(MATERIALS PROVIDED)
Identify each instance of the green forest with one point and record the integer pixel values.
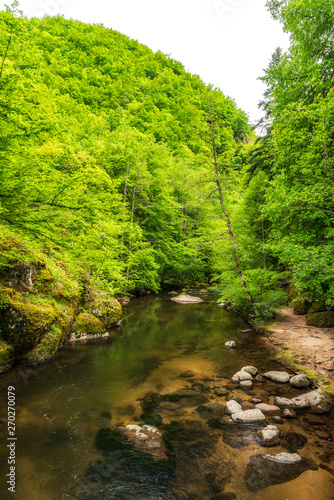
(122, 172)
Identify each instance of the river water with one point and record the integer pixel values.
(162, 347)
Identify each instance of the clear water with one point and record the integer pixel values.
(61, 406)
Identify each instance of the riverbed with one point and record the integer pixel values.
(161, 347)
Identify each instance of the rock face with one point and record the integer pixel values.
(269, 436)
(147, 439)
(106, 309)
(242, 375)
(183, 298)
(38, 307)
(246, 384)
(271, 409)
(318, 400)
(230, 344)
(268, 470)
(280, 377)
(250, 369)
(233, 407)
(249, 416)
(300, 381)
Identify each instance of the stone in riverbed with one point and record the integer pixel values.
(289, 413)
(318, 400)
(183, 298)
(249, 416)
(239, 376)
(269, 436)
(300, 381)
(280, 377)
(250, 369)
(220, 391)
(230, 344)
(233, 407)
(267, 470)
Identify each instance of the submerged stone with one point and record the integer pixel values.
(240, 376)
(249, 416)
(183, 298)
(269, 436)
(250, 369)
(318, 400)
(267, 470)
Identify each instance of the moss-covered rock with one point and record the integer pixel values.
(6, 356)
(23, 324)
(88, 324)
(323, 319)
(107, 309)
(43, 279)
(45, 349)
* * *
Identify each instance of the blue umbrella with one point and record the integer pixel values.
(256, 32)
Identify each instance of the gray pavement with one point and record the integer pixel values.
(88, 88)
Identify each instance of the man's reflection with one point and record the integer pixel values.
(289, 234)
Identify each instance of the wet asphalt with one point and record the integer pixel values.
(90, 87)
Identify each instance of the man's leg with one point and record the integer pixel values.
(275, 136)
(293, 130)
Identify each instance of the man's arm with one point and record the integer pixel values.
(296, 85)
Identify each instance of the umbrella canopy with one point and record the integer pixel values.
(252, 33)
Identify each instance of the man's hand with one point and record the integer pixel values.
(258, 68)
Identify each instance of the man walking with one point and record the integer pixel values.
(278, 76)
...
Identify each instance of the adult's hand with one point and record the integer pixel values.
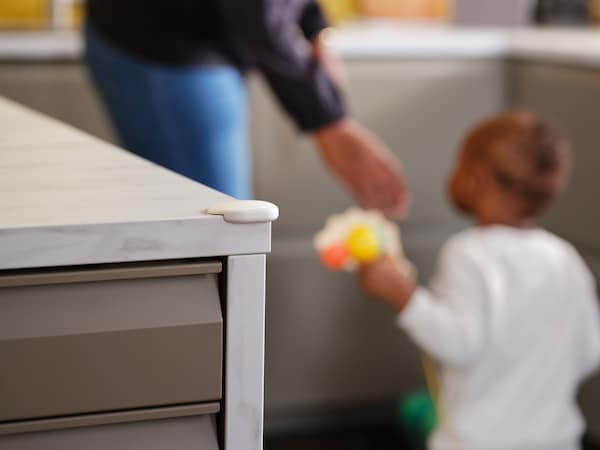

(DIRECTIVE) Gather every line of the rows above that contains the word "riverbed", matching case exactly, and copy each such line in full.

(CORRECT OUTPUT)
Identify each instance of the riverbed with one point and record the integer pixel values.
Identify each instance of the stone in riverbed with one point and record the integer pixel values.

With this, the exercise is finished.